→ TEXTO DE ORIGEM
::::::::

Em janeiro de 1933, pouco
após o lançamento do
Parnaso de Além-Túmulo,
Chico continuava trabalhando
no pequeno armazém de José
Felizardo. O salário era
minguado e Chico tinha um
outro suplício diário:
servir cachaça.
Foi então que recebeu a
visita do Dr. José Álvaro
Santos, poeta residente em
Belo Horizonte. Lera o livro
de Chico e desejou
conhecê-lo pessoalmente.
A família Xavier morava,
então, segundo as palavras
do próprio Chico, “numa casa
pequenina e prestes a cair”.
A família era numerosíssima.
Chico trabalhava das sete da
manhã às oito da noite,
atendendo no balcão ou
entregando mercadorias em
domicílio. O salário era de
quarenta mil réis.
José Álvaro comoveu-se com a
situação da família. Em
conversa particular com João
Cândido, disse que gostaria
de obter um bom emprego para
Chico na capital do Estado.
Mas, para isso, o rapaz
teria de acompanhá-lo a fim
de se enfronhar aos poucos
no ambiente
belo-horizontino. Chico
deveria permanecer três
meses com o novo amigo,
tentando arranjar colocação.
Pela manhã, João Cândido
chamou o filho de lado e
falou-lhe a respeito das
perspectivas que surgiam de
melhoria de vida. Era uma
excelente oportunidade para
melhorar a condição
econômica da família, muito
precária.
Chico nada respondeu. À
noite, no momento de rezar,
pediu a opinião de Emmanuel.

::::::::

(Registros sobre localização de itens nomeados)
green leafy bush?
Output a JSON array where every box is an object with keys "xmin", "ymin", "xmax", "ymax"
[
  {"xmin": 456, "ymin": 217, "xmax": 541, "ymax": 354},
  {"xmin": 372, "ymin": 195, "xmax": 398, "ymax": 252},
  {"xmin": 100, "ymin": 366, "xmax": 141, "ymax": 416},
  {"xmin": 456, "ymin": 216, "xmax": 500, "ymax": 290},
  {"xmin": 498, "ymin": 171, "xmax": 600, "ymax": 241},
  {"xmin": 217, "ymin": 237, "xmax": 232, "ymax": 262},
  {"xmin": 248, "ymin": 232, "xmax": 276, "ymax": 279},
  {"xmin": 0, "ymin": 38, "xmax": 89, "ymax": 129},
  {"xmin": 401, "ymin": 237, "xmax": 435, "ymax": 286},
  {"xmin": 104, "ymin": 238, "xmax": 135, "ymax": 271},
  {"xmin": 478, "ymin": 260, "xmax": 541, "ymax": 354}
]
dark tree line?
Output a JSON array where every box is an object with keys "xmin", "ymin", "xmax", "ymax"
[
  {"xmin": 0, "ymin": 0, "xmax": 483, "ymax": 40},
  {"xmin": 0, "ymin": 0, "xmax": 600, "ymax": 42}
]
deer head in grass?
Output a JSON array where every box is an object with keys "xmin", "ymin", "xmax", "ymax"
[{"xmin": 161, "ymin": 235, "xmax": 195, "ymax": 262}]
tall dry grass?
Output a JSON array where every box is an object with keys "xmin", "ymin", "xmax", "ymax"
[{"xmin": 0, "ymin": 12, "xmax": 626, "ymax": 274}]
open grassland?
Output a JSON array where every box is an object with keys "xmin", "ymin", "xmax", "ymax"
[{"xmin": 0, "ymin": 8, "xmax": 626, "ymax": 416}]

::::::::

→ PROBLEMAS A RESOLVER
(a) Edite o trecho do texto sobre Chico que começa com as palavras "Em janeiro de" e termina com "servir cachaça.", trocando "armazém" por "empório".
(b) Retome o texto sobre Chico e dê continuidade a ele a partir da última frase apresentada.
Os registros vêm de uma fonte diferente.

→ RESPOSTAS POR TAREFA
(a)
Em janeiro de 1933, pouco
após o lançamento do
Parnaso de Além-Túmulo,
Chico continuava trabalhando
no pequeno empório de José
Felizardo. O salário era
minguado e Chico tinha um
outro suplício diário:
servir cachaça.

(b)
O Espírito esclareceu-lhe
que o plano era impróprio e
que ele deveria continuar
trabalhando na venda, pois
“o amparo de que
precisávamos viria do Alto
no momento oportuno”.
Chico resolveu não se
afastar de casa. No dia
seguinte, porém, o pai
voltou a insistir. Não seria
justo negar-se a auxiliar a
família. Sensibilizado, o
rapaz solicitou novo
conselho a Emmanuel. A
resposta veio direta: “A
tentativa é inoportuna e
desaconselhável, mas não
desejamos que contraries teu
pai. Já que a situação se
mostra assim difícil, podes
perfeitamente seguir para
Belo Horizonte, onde
ganharás conhecimentos e
experiência de que muito
necessitas. Não abandones a
prática da oração. Estaremos
contigo através da prece”.
A partir desse conselho, as
coisas se apressaram. João
Cândido obteve para o filho
uma licença de três meses no
armazém. Em companhia de
José Álvaro, Chico partiu
para Belo Horizonte, cidade
que ainda não conhecia.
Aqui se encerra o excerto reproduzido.